━━━━━ Quoted passage

Ever since, there has been a lot of handwringing about China’s and Russia’s actions. Clearly, the leaders of these two states are driven by motives other than charity and altruism. Yet, the relief-tracking exercise poses a serious moral conundrum.
As the pandemic ramps up and each day brings stark new evidence of the severe strain even the major developed nations are under, the talk of geopolitical competition appears to be a quaint luxury reserve for those who are fortunate enough not to have fallen ill.
If we posit there is such a thing as undesirable aid in times when some of the largest European economies are reeling, who has the right to ask them to refuse it? The easy part of the answer is – those who are ready to offer an alternative.
The hard part, however, concerns putting it into practice. In this sense, aid-tracking that focuses on China’s and Russia’s largesse in Europe has missed the mark on three important counts.
First, China and Russia have mostly been successful in their aid-related PR in recipient states where the domestic politics and conditions preceding the pandemic have enabled them to be portrayed as the saviours.
For instance, Serbia’s Vucic has taken a page from the European Union’s authoritarians such as Hungary’s Viktor Orban. He is Europhilic when he can extract benefits from the EU, and Eurosceptic when there are higher bidders in town.
In a different example, in order to boost its lacklustre economic growth, Italy has been getting closer to China, which explains why it became the first G7 state to sign on to the Belt and Road Initiative in 2019. It has also been one of the leading European voices for a rapprochement with Russia, from well before the pandemic.
Second, the narrative that reinforces the stereotypes of the European Union as a whole being disjointed and lagging in response does not account for several vital counterpoints. It is rightly held to a greater account than external powers getting involved in crisis mitigation.
However, it is imperative to note there is no common European health policy because organising and delivering public health care is exclusively in the purview of member states’ national governments. This creates a paradox whereby the EU was better equipped to come to China’s aid when the outbreak began in Hubei province than it was mobilising as a collective to help its member-states when COVID-19 came to Europe.
Lastly, there is the issue of soft power build-up. Even if the premise that foreign aid is primarily an instrument in topping up China’s and Russia’s soft power caches holds, it neglects the size of that aid, and the fact European Union member states have by far accounted for the largest share of aid within the Union’s borders.
This pandemic has only reaffirmed the European Union’s long-standing issue with getting bad press in times of crisis. Clearly, this is not a problem that can be solved with the colourful data visualisations and apologetic statements the European Commission has published in the aftermath.
Yet, it only highlights the control over narrative that the bad Samaritans have, especially given their authoritarian nature. Moreover, it points to some of the pre-set reporting schemas in the European and international media.
After all, apparent lack of European solidarity regularly receives more coverage than the instances of inter-governmental cooperation.
There is no escaping the hard truth that China and Russia are determined not to let this crisis go to waste. It is a unique opportunity to paint themselves as the white knights, even when their aid turns out to be faulty, and when it comes with an invoice attached.
Yet, what is more worrying is not understanding the deep-seated problems that have enabled the bad Samaritans to assert themselves in such a prominent way. For the COVID-19 pandemic has merely amplified existing worrying trends, rather than created a distinct set of new challenges.

━━━━━━━━━━

> List of tasks
a - Sum up the commentary on pandemic aid in two sentences.
b - Please translate this sentence from the commentary on pandemic aid into Spanish: "After all, apparent lack of European solidarity regularly receives more coverage than the instances of inter-governmental cooperation."

━━━━━ Exercise data

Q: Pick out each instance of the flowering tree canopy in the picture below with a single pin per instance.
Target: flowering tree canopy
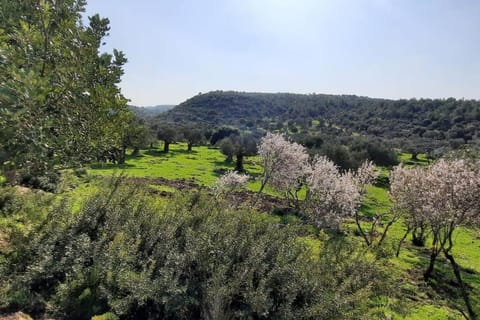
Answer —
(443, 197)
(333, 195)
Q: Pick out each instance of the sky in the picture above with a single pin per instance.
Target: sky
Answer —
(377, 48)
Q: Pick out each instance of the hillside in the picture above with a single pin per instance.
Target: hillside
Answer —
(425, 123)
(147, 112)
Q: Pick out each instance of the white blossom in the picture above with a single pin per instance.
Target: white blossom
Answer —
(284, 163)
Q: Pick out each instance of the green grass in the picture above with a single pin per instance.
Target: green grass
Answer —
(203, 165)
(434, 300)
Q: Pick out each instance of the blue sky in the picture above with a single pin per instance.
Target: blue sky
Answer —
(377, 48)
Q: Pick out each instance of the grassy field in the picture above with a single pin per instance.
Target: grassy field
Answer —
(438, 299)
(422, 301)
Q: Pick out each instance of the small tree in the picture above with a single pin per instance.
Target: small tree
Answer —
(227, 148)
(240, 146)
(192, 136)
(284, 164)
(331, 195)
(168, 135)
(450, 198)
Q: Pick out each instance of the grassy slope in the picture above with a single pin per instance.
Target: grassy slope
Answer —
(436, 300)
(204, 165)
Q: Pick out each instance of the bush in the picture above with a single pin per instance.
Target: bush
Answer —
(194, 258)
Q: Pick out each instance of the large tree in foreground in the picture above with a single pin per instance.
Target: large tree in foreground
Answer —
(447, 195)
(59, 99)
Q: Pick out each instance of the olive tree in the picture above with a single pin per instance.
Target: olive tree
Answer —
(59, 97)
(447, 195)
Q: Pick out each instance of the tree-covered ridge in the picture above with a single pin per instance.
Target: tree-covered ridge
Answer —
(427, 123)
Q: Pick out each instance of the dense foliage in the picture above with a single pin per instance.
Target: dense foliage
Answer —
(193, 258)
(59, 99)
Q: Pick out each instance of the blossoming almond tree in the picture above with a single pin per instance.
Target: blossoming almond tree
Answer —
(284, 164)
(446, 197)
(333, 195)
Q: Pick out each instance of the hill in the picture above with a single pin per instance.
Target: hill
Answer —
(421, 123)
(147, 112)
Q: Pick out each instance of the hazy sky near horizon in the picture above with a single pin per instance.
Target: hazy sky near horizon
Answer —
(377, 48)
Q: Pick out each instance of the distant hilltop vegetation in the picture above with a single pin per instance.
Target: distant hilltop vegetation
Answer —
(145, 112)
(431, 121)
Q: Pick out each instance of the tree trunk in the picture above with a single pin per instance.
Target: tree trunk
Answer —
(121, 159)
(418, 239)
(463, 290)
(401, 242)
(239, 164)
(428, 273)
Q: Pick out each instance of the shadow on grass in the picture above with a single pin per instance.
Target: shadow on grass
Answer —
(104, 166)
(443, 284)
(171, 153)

━━━━━━━━━━
━━━━━ Exercise data

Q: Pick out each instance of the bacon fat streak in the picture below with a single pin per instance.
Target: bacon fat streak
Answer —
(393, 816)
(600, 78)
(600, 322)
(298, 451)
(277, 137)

━━━━━━━━━━

> Answers
a - The commentary argues that tracking Chinese and Russian pandemic aid in Europe misses the mark on three counts: the two states succeeded mainly where earlier domestic politics let them be portrayed as saviors, the EU has no common health policy because public health care belongs to national governments, and EU member states accounted for by far the largest share of aid within the Union. It concludes that the pandemic has amplified existing worrying trends, including the EU's bad press in times of crisis, rather than creating new challenges.

b - Al fin y al cabo, la aparente falta de solidaridad europea recibe regularmente más cobertura que los casos de cooperación intergubernamental.